• PROVIDED PASSAGE
Metamath Proof Explorer

Theorem sbievg

Description: Substitution applied to expressions linked by implicit substitution. The proof was part of a former cbvabw version. (Contributed by GG and WL, 26-Oct-2024)

		Ref	Expression
	Hypotheses	sbievg.1	⊢ Ⅎ 𝑦 𝜑
		sbievg.2	⊢ Ⅎ 𝑥 𝜓
		sbievg.3	⊢ ( 𝑥 = 𝑦 → ( 𝜑 ↔ 𝜓 ) )
	Assertion	sbievg	⊢ ( [ 𝑧 / 𝑥 ] 𝜑 ↔ [ 𝑧 / 𝑦 ] 𝜓 )

Proof

Step	Hyp	Ref	Expression
1		sbievg.1	⊢ Ⅎ 𝑦 𝜑
2		sbievg.2	⊢ Ⅎ 𝑥 𝜓
3		sbievg.3	⊢ ( 𝑥 = 𝑦 → ( 𝜑 ↔ 𝜓 ) )
4		nfv	⊢ Ⅎ 𝑦 𝑥 = 𝑤
5	4 1	nfim	⊢ Ⅎ 𝑦 ( 𝑥 = 𝑤 → 𝜑 )
6		nfv	⊢ Ⅎ 𝑥 𝑦 = 𝑤
7	6 2	nfim	⊢ Ⅎ 𝑥 ( 𝑦 = 𝑤 → 𝜓 )
8		equequ1	⊢ ( 𝑥 = 𝑦 → ( 𝑥 = 𝑤 ↔ 𝑦 = 𝑤 ) )
9	8 3	imbi12d	⊢ ( 𝑥 = 𝑦 → ( ( 𝑥 = 𝑤 → 𝜑 ) ↔ ( 𝑦 = 𝑤 → 𝜓 ) ) )
10	5 7 9	cbvalv1	⊢ ( ∀ 𝑥 ( 𝑥 = 𝑤 → 𝜑 ) ↔ ∀ 𝑦 ( 𝑦 = 𝑤 → 𝜓 ) )
11	10	imbi2i	⊢ ( ( 𝑤 = 𝑧 → ∀ 𝑥 ( 𝑥 = 𝑤 → 𝜑 ) ) ↔ ( 𝑤 = 𝑧 → ∀ 𝑦 ( 𝑦 = 𝑤 → 𝜓 ) ) )
12	11	albii	⊢ ( ∀ 𝑤 ( 𝑤 = 𝑧 → ∀ 𝑥 ( 𝑥 = 𝑤 → 𝜑 ) ) ↔ ∀ 𝑤 ( 𝑤 = 𝑧 → ∀ 𝑦 ( 𝑦 = 𝑤 → 𝜓 ) ) )
13		df-sb	⊢ ( [ 𝑧 / 𝑥 ] 𝜑 ↔ ∀ 𝑤 ( 𝑤 = 𝑧 → ∀ 𝑥 ( 𝑥 = 𝑤 → 𝜑 ) ) )
14		df-sb	⊢ ( [ 𝑧 / 𝑦 ] 𝜓 ↔ ∀ 𝑤 ( 𝑤 = 𝑧 → ∀ 𝑦 ( 𝑦 = 𝑤 → 𝜓 ) ) )
15	12 13 14	3bitr4i	⊢ ( [ 𝑧 / 𝑥 ] 𝜑 ↔ [ 𝑧 / 𝑦 ] 𝜓 )

• EXCERPTED RECORDS
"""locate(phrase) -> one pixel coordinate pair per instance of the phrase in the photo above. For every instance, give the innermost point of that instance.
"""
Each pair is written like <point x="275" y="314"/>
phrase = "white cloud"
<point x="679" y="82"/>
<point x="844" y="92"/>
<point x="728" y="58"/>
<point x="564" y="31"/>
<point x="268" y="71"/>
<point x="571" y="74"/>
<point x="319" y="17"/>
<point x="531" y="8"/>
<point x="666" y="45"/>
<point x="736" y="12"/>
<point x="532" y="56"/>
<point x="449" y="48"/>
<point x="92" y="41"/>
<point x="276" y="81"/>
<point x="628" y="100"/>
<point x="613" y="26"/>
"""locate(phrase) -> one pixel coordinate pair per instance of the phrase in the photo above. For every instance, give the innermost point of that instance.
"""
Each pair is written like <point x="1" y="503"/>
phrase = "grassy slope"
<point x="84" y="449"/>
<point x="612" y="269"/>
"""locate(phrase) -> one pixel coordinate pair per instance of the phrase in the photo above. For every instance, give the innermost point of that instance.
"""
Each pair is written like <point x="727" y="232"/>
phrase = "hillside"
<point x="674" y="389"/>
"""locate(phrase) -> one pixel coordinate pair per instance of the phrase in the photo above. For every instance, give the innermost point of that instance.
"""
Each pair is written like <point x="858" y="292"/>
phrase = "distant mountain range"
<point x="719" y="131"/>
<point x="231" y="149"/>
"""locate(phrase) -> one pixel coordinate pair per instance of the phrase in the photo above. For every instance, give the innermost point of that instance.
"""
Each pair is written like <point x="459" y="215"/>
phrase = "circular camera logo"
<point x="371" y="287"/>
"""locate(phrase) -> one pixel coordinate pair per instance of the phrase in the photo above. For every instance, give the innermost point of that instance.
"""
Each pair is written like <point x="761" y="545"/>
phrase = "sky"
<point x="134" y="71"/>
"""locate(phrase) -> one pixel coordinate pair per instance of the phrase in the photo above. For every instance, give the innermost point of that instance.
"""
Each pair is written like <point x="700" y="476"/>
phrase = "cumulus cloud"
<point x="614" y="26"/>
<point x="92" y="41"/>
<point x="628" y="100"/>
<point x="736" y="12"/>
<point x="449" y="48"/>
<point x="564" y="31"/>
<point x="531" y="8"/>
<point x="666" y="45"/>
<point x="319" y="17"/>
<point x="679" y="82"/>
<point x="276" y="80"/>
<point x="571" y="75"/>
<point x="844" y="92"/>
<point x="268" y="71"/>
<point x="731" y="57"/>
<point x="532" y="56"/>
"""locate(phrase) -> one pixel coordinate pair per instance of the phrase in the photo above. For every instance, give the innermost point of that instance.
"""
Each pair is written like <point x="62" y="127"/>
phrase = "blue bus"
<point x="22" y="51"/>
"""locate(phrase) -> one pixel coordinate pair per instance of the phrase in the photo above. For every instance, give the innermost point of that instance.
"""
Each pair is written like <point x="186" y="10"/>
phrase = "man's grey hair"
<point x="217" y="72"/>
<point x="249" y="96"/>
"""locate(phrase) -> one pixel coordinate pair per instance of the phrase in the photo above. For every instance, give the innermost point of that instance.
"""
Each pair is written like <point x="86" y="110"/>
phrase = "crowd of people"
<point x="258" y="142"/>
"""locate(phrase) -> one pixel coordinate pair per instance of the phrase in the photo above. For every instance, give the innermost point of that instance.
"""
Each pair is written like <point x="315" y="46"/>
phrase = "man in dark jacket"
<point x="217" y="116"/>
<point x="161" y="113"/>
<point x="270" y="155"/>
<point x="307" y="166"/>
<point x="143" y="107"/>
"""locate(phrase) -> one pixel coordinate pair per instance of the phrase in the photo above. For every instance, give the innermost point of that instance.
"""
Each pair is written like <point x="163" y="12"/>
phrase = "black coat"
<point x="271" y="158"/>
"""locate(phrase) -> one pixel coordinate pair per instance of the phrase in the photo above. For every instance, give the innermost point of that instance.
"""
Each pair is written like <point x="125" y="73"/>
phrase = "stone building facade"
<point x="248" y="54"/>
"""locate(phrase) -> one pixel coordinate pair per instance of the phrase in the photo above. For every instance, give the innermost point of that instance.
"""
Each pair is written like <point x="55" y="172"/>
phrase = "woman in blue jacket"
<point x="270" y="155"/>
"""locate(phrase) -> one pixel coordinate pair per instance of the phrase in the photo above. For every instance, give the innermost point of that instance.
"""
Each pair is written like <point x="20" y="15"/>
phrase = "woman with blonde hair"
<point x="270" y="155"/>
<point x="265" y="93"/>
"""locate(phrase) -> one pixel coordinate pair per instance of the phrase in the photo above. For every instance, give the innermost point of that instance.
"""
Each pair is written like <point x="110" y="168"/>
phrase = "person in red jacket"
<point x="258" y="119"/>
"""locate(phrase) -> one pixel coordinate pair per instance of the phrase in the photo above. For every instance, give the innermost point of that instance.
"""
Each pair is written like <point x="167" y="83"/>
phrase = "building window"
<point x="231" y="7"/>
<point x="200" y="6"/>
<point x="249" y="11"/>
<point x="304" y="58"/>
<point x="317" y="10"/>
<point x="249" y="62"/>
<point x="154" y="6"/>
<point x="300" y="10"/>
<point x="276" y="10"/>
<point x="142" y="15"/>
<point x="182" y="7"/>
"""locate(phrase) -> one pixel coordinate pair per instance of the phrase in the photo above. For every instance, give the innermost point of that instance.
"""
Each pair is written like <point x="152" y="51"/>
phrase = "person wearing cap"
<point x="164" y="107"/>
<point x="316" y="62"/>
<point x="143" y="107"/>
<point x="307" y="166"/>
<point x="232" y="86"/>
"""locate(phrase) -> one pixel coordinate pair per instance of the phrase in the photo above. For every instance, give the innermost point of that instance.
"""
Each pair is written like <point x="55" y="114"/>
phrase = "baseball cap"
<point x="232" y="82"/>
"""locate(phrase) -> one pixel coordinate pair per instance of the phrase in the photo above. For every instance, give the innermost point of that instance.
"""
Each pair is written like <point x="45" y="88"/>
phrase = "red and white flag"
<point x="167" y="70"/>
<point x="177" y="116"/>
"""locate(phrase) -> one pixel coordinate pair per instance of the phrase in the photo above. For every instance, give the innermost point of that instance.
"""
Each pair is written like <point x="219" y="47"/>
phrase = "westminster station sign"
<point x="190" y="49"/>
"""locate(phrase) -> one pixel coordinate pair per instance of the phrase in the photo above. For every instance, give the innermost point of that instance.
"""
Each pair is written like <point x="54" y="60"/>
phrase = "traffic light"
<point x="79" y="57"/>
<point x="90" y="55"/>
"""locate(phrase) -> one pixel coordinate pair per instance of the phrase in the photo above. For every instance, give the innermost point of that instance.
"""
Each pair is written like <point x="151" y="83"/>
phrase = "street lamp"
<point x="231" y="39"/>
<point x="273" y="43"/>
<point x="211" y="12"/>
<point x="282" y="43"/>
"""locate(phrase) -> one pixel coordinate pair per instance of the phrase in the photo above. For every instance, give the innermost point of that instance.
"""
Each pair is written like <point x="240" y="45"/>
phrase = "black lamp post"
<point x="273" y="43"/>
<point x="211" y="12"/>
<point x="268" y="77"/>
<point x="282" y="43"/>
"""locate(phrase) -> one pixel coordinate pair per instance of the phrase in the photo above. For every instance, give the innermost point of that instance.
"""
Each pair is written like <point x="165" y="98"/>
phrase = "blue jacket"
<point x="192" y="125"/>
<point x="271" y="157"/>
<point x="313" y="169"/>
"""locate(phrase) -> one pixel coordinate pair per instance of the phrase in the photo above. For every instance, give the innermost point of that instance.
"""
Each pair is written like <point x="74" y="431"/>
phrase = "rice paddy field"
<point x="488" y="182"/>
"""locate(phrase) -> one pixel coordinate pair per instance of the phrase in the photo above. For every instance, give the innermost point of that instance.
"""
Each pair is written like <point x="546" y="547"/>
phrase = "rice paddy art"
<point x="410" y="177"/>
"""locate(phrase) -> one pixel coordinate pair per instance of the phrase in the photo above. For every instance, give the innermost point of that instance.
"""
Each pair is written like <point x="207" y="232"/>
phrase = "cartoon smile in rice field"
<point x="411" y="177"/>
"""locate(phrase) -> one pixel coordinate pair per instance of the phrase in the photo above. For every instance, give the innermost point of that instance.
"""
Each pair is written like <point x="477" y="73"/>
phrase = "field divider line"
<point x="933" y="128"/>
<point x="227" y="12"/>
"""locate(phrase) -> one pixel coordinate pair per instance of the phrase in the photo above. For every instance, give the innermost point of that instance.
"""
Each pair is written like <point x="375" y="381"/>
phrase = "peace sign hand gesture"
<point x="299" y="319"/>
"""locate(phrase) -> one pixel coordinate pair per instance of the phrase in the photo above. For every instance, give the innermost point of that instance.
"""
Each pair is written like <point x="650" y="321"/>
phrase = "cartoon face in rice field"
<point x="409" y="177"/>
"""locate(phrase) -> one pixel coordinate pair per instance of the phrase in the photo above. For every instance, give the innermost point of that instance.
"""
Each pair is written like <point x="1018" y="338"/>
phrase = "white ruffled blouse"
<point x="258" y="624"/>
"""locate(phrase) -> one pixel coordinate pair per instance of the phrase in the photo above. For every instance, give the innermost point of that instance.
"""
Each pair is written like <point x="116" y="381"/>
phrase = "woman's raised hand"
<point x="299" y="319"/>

• THE TASKS
1. According to the sbievg page, the proof was once part of which earlier theorem version?
2. List each hypothesis on the sbievg page, giving its label and its expression.
Answer from the sbievg page alone.

• ANSWERS TO THE EXERCISE
1. A former cbvabw version.

2.
- sbievg.1: ⊢ Ⅎ 𝑦 𝜑
- sbievg.2: ⊢ Ⅎ 𝑥 𝜓
- sbievg.3: ⊢ ( 𝑥 = 𝑦 → ( 𝜑 ↔ 𝜓 ) )